Photo-based referring expression data
——————
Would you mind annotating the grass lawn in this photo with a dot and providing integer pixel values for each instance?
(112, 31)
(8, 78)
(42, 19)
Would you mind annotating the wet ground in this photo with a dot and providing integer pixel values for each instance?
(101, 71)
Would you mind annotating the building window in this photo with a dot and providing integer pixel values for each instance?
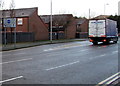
(20, 21)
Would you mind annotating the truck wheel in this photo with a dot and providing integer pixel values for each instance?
(115, 41)
(95, 43)
(107, 42)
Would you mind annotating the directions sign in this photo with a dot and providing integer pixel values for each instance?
(9, 22)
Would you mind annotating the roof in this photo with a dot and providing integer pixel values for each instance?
(101, 17)
(46, 18)
(24, 12)
(81, 21)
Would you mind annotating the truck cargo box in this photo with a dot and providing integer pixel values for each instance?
(103, 30)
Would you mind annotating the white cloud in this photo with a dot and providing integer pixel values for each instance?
(76, 7)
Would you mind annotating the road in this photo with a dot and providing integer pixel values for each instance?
(63, 63)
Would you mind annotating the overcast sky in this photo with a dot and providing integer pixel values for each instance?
(75, 7)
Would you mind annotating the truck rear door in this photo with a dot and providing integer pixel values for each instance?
(97, 28)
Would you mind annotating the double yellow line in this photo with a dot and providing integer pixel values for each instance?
(109, 80)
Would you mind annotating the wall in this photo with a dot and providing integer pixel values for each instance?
(37, 26)
(70, 31)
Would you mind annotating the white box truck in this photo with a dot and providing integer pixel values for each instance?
(103, 30)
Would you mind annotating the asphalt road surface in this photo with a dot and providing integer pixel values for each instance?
(64, 63)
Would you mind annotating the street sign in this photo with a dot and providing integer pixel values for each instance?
(9, 22)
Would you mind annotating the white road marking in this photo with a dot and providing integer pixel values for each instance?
(114, 52)
(117, 77)
(16, 61)
(84, 50)
(106, 80)
(102, 55)
(62, 66)
(11, 79)
(62, 47)
(13, 54)
(99, 47)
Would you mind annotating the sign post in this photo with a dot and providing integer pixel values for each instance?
(10, 23)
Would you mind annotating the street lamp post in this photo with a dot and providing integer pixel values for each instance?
(51, 23)
(105, 8)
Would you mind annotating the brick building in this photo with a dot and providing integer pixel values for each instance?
(82, 28)
(27, 20)
(119, 8)
(64, 25)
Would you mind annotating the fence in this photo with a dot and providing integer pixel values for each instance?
(20, 37)
(56, 35)
(82, 35)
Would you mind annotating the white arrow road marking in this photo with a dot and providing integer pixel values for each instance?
(62, 66)
(11, 79)
(16, 61)
(108, 80)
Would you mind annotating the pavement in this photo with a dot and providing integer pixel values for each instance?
(36, 43)
(63, 63)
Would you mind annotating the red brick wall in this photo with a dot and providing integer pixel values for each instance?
(37, 26)
(84, 26)
(71, 29)
(20, 28)
(24, 26)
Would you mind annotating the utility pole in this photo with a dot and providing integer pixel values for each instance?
(89, 13)
(105, 8)
(51, 24)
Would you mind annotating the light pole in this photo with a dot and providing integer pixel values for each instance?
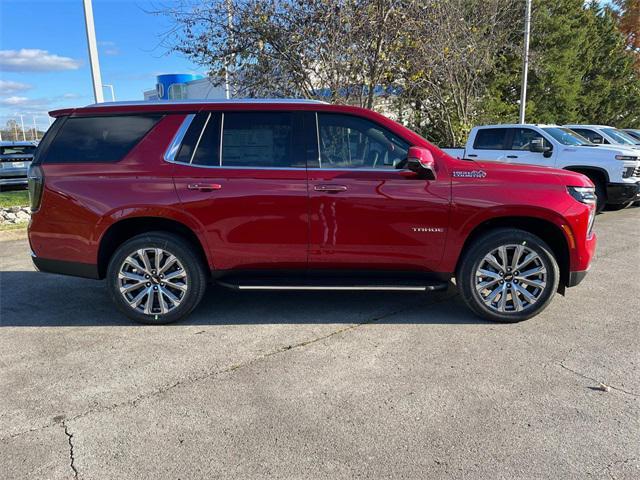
(227, 76)
(24, 137)
(525, 61)
(93, 51)
(113, 95)
(35, 129)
——————
--- Task objective ---
What you return should be the entries from above, unchanged and without their images.

--- Output ---
Would you mind annotating the grass lawn in this photo with a dot and providing integer pixel values for each instance?
(112, 31)
(8, 78)
(42, 19)
Would you mind annotating the wet ground in this photo with a dot and providing integer pixel values for each instance?
(101, 71)
Would you mind annotating the building window in this photo with a dot and providing integer pixel values for each instance?
(20, 21)
Would you mind annotating the truck wheel in this photo with a dot and providing integer pixel values for each instance?
(115, 41)
(95, 43)
(107, 42)
Would you mind annotating the directions sign in this photo with a dot and providing integer pixel values for each instance?
(9, 22)
Would you mind annotating the roof in this photo with a dot and providing integer pixel values for each instance?
(101, 17)
(46, 18)
(24, 12)
(81, 21)
Would you mind annotating the truck cargo box in this photo with a dot and providing integer pixel values for each instance?
(103, 30)
Would you mind annotating the white cloud in this photo with a dot and providing integer pixel values for each instance?
(76, 7)
Would you mind annotating the road in this photo with a dot and providing integer pixel values for each instance?
(63, 63)
Would you mind annotating the overcast sky in this photo with a dot and providing integer pixel values for each instance?
(75, 7)
Would you mind annotating the truck rear door in this photo with a dot and providing integer pixel values for each instance?
(97, 28)
Would you mind annotating the double yellow line in this photo with a dot and providing integer pixel values for each instance?
(109, 80)
Would you mind annotating the wall in this photo with a dot and providing integer pixel values for each instance?
(37, 26)
(70, 31)
Would you mind annotating the white box truck in this photo with a dot and providing integer pixel values for each instance?
(103, 30)
Would you mind annotating the asphalt road surface in this photo with a dot and providing integer pixel values for each instance?
(64, 63)
Would you mind annotating the street sign in this photo with a dot and providing integer pixel values for each instance?
(9, 22)
Would you mind annotating the white road marking in this photo with a dot and providing integer pixel values for each instance?
(114, 52)
(117, 77)
(16, 61)
(84, 50)
(106, 80)
(102, 55)
(62, 66)
(11, 79)
(62, 47)
(13, 54)
(99, 47)
Would you mind annotating the sign post in this photo with a dot and providing integer pixel values for each instance?
(10, 23)
Would you mind annotating the street lamp post in this photo with a dot and providing integer pixel values for each instance?
(51, 23)
(105, 8)
Would you mind annotating the brick building in this photo with a dot and providing integer pixel values for each instance?
(82, 28)
(27, 20)
(119, 8)
(64, 25)
Would you mind annotating the fence in this photo with a dot and providing integer pixel values for each instance?
(20, 37)
(56, 35)
(82, 35)
Would you mind annotating the white arrow road marking in this photo with a dot and providing integer pixel values for each instance?
(62, 66)
(11, 79)
(16, 61)
(108, 80)
Would you mind annotating the pavement in this photo with a dot and providing integer pixel values for each instance?
(36, 43)
(63, 63)
Would you mind annotating the red brick wall in this photo with a dot and providing integer pixel values for each instance?
(37, 26)
(84, 26)
(71, 29)
(20, 28)
(24, 26)
Would you mind annotating the utility pole in this photo with a dot and providing integer pixel values for each instance?
(89, 13)
(105, 8)
(51, 24)
Would you mind annotating the light pole in this photo with a dot and providing integer pixel values for each instance?
(227, 76)
(24, 137)
(525, 61)
(93, 51)
(113, 95)
(35, 129)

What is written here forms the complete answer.